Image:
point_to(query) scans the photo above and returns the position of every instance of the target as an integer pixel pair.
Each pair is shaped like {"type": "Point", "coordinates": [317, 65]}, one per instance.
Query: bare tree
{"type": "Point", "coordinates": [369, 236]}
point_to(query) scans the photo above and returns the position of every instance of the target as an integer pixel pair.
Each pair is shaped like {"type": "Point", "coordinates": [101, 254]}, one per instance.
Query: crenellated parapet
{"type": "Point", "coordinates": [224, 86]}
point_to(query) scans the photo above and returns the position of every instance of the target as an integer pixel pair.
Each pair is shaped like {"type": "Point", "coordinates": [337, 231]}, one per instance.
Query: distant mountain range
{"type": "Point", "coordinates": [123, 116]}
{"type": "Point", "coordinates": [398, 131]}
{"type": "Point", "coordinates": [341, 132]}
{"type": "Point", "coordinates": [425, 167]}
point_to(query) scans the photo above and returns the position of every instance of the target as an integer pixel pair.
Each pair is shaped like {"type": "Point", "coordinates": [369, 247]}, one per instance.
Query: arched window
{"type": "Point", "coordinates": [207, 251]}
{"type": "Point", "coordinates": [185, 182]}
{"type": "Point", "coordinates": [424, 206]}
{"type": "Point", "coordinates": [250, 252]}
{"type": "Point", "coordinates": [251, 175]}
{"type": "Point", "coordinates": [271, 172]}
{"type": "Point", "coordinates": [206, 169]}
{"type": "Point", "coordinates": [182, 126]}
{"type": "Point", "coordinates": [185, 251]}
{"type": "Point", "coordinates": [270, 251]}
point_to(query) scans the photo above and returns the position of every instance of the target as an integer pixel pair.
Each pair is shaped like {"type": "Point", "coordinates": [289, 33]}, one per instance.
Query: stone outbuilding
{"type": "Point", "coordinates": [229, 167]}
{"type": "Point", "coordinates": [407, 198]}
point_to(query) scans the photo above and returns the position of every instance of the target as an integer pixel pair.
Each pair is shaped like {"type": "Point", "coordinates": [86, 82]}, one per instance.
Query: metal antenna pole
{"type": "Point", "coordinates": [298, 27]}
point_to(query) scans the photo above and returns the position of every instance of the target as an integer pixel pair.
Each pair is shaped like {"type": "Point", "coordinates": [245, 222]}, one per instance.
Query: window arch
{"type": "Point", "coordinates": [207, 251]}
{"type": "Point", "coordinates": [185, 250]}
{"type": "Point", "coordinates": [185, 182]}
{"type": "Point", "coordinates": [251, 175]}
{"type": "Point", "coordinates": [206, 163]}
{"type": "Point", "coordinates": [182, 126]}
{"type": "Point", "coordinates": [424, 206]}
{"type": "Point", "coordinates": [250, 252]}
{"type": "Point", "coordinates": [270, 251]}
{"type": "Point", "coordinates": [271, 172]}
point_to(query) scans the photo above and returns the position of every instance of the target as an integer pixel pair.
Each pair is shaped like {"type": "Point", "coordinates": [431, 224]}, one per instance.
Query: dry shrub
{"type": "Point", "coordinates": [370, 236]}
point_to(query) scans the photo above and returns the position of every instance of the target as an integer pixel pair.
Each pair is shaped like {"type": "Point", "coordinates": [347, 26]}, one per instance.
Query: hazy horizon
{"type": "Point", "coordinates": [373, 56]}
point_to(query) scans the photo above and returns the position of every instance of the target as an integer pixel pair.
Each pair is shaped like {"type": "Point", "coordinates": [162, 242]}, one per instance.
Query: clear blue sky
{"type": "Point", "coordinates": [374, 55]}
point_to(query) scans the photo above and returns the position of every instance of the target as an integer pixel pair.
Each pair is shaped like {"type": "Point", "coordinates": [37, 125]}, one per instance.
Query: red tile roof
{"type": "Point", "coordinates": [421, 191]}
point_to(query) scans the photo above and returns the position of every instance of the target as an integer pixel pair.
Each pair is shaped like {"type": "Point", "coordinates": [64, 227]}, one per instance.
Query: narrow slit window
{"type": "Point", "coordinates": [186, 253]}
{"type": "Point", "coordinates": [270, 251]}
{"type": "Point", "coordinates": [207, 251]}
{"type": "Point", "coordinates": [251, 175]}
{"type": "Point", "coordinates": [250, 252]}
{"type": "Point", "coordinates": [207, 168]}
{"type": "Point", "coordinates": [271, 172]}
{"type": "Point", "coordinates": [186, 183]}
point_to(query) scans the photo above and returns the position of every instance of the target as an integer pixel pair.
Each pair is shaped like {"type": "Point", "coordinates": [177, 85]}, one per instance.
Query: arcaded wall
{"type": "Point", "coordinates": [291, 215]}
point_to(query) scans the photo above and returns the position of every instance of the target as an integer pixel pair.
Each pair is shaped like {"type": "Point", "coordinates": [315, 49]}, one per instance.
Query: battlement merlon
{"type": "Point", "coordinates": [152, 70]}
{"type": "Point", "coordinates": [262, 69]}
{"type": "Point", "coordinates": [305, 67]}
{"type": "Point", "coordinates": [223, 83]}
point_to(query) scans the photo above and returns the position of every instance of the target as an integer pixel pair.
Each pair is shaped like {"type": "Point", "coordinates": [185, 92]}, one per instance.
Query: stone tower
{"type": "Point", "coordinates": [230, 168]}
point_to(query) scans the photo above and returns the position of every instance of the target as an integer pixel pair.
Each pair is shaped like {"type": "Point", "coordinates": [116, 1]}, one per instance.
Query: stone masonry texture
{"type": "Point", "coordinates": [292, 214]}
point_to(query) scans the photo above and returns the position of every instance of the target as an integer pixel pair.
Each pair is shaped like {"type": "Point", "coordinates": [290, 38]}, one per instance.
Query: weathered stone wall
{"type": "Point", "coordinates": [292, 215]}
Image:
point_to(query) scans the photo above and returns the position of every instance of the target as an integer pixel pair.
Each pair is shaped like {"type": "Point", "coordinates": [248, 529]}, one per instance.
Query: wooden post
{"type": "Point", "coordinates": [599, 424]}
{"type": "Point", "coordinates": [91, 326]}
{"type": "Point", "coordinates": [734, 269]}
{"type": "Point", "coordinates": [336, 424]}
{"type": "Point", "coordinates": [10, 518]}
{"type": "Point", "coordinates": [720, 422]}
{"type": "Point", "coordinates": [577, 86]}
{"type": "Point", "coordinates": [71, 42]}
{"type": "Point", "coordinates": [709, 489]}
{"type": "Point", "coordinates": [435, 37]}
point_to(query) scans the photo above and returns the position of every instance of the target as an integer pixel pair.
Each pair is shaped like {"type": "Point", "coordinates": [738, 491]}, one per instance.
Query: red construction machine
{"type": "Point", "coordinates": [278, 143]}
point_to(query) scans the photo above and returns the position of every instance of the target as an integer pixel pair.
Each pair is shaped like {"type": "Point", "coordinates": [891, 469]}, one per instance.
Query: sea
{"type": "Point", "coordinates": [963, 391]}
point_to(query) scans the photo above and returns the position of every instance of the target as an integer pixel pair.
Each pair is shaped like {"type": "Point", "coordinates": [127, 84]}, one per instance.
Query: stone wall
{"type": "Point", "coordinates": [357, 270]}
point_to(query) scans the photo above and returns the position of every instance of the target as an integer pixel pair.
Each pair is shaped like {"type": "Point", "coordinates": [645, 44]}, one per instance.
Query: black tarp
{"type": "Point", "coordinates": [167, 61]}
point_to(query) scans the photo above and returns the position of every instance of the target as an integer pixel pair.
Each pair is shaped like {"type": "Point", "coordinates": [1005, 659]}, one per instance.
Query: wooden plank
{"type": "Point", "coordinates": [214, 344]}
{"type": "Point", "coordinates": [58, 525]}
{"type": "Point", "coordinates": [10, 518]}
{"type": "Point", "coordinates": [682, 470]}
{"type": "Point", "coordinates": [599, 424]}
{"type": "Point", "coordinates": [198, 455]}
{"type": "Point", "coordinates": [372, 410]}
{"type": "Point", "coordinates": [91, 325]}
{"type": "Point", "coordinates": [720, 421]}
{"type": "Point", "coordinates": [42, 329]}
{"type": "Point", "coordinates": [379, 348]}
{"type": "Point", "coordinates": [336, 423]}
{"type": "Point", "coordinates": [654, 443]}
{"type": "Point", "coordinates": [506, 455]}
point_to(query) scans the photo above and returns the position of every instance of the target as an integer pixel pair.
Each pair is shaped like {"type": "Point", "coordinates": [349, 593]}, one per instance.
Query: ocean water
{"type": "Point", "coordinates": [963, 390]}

################

### YOUR TASK
The answer consists of the line holding "Query: wooden plank" and every line after it up to the end of the records, word for word.

### EXPECTED OUTPUT
Query: wooden plank
{"type": "Point", "coordinates": [214, 344]}
{"type": "Point", "coordinates": [58, 525]}
{"type": "Point", "coordinates": [10, 518]}
{"type": "Point", "coordinates": [682, 470]}
{"type": "Point", "coordinates": [599, 424]}
{"type": "Point", "coordinates": [198, 455]}
{"type": "Point", "coordinates": [372, 410]}
{"type": "Point", "coordinates": [91, 325]}
{"type": "Point", "coordinates": [720, 421]}
{"type": "Point", "coordinates": [42, 329]}
{"type": "Point", "coordinates": [379, 348]}
{"type": "Point", "coordinates": [336, 423]}
{"type": "Point", "coordinates": [654, 443]}
{"type": "Point", "coordinates": [506, 455]}
point_to(query) scans the photo above and returns the position of every instance of the target as an integer pixel pair.
Each pair is shaped like {"type": "Point", "coordinates": [349, 593]}, one per instance.
Query: ocean water
{"type": "Point", "coordinates": [963, 390]}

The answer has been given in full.